Begin Information shown
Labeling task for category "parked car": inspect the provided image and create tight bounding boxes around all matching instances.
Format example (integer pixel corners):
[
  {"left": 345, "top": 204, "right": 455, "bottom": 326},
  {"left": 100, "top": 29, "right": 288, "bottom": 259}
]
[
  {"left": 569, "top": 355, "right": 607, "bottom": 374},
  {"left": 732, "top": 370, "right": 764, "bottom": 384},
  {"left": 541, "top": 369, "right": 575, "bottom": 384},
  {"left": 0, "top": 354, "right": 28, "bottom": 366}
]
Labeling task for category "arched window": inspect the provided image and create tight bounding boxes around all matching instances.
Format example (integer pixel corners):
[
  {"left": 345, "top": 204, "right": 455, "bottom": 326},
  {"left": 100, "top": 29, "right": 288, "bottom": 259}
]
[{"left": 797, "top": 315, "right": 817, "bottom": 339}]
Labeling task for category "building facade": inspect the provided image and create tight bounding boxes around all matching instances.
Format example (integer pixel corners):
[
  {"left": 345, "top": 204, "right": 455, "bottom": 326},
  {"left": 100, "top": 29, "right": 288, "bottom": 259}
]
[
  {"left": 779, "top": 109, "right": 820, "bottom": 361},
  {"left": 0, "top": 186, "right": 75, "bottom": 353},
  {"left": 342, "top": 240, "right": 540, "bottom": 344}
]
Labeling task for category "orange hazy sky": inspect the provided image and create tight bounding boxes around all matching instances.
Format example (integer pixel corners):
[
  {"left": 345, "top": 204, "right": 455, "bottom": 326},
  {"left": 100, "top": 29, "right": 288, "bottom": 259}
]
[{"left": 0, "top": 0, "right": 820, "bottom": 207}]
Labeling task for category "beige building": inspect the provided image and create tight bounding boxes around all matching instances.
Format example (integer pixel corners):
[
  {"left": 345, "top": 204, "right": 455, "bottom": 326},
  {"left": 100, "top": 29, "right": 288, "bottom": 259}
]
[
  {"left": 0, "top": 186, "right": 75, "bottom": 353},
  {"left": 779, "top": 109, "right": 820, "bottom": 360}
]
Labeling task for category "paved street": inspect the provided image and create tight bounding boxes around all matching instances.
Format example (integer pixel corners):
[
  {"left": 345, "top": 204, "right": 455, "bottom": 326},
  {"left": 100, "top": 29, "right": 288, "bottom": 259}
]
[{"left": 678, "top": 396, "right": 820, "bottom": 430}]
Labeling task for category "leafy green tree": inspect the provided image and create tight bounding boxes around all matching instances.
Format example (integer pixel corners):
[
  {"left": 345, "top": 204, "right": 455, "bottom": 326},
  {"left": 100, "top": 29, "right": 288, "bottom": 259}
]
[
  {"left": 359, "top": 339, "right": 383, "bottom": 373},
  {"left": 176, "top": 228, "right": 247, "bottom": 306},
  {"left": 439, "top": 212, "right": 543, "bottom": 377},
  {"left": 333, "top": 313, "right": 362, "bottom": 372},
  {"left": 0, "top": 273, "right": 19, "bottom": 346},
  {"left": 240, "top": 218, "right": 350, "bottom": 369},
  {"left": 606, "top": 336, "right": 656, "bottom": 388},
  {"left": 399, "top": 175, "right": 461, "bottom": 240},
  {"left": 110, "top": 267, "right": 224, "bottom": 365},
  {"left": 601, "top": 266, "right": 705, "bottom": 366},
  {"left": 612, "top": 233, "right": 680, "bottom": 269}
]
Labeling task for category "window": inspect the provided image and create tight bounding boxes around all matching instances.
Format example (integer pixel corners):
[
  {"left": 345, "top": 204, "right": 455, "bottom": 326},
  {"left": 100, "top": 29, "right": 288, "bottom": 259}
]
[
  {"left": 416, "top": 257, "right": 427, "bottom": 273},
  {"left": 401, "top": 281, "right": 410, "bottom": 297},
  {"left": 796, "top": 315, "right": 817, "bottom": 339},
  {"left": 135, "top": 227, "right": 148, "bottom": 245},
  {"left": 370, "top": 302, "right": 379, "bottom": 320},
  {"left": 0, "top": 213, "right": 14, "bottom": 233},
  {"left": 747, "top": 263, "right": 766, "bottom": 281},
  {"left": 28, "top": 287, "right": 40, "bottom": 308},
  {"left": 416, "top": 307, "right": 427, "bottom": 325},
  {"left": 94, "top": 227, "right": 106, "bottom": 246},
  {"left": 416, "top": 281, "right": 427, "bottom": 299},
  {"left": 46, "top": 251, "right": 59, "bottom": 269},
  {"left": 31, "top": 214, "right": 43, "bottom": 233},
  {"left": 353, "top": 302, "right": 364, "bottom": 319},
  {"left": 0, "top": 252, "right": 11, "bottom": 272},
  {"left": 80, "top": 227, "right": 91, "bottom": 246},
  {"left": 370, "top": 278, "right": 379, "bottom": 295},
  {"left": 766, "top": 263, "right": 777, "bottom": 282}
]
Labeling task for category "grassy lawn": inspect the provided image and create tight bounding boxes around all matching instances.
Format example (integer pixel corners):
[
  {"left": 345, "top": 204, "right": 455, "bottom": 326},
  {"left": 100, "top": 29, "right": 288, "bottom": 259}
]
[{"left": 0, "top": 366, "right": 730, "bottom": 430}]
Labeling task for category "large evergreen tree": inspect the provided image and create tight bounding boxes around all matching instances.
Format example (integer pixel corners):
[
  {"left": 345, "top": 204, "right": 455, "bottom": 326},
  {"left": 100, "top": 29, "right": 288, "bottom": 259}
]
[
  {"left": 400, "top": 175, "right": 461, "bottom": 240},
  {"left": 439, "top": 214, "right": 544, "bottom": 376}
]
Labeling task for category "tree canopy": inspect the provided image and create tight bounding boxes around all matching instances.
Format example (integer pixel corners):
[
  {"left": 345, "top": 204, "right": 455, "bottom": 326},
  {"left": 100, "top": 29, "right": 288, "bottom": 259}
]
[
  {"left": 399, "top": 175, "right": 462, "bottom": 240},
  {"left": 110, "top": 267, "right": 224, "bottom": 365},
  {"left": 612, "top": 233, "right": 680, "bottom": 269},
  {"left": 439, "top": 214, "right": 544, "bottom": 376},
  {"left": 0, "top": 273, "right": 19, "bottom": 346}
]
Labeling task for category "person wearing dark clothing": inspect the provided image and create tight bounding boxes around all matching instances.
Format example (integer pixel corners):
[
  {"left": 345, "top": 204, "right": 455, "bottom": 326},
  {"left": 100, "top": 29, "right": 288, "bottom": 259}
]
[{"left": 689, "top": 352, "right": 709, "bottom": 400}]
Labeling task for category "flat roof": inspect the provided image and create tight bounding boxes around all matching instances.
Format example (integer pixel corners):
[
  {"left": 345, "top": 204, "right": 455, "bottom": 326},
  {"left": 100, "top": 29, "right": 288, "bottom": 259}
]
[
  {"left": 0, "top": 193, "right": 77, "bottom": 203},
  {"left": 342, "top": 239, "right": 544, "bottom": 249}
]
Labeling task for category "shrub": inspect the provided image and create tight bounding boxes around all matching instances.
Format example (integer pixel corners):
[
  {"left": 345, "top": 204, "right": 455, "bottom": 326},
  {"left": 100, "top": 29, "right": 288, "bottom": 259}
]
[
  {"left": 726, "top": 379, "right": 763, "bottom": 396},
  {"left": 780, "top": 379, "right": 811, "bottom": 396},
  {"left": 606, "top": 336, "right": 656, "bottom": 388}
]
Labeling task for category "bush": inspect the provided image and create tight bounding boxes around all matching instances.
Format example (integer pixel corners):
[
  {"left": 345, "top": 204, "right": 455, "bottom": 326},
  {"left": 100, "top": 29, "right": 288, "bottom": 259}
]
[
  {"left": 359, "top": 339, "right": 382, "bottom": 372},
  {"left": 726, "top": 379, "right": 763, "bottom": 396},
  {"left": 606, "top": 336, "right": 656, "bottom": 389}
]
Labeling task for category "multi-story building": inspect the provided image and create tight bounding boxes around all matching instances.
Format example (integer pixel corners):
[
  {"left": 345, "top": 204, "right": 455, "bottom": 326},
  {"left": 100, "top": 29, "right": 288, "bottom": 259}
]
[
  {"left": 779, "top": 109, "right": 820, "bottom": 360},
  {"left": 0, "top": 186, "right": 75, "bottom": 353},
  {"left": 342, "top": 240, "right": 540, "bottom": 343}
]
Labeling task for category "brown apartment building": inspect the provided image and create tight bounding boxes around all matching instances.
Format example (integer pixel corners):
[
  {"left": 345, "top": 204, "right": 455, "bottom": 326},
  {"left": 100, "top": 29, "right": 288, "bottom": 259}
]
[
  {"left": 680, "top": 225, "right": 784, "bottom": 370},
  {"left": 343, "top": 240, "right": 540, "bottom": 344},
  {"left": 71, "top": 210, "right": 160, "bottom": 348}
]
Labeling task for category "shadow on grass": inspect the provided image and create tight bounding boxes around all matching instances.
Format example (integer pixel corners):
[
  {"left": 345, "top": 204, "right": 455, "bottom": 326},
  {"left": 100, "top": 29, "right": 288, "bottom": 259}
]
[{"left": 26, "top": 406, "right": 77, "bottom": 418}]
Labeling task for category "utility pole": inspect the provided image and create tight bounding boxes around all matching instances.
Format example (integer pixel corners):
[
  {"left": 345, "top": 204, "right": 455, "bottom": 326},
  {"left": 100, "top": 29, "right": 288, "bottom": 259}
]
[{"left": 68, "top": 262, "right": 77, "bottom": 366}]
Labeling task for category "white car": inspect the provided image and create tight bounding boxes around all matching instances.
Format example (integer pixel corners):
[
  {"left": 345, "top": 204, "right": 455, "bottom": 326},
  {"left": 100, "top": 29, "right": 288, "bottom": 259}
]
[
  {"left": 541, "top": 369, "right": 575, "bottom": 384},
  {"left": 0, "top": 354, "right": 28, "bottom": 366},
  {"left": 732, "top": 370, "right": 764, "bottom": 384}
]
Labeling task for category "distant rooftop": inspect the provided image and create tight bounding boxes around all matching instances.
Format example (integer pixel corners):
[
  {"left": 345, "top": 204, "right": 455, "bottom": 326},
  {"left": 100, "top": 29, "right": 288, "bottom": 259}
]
End Information shown
• **What the task asks**: Report each line in the data listing above that contains the string "building", copying every such line in full.

• **Task response**:
Labeling task for category "building facade": inspect the provided image and create tight bounding boxes around all matching instances.
Labeling task for category "beige building": inspect the provided image and create tight bounding boxes around all matching instances.
Labeling task for category "multi-story building": inspect the provided image and create tight bounding boxes around all matching instances.
Labeling task for category "brown apartment building": inspect the provided image and create tight bounding boxes around all matching instances.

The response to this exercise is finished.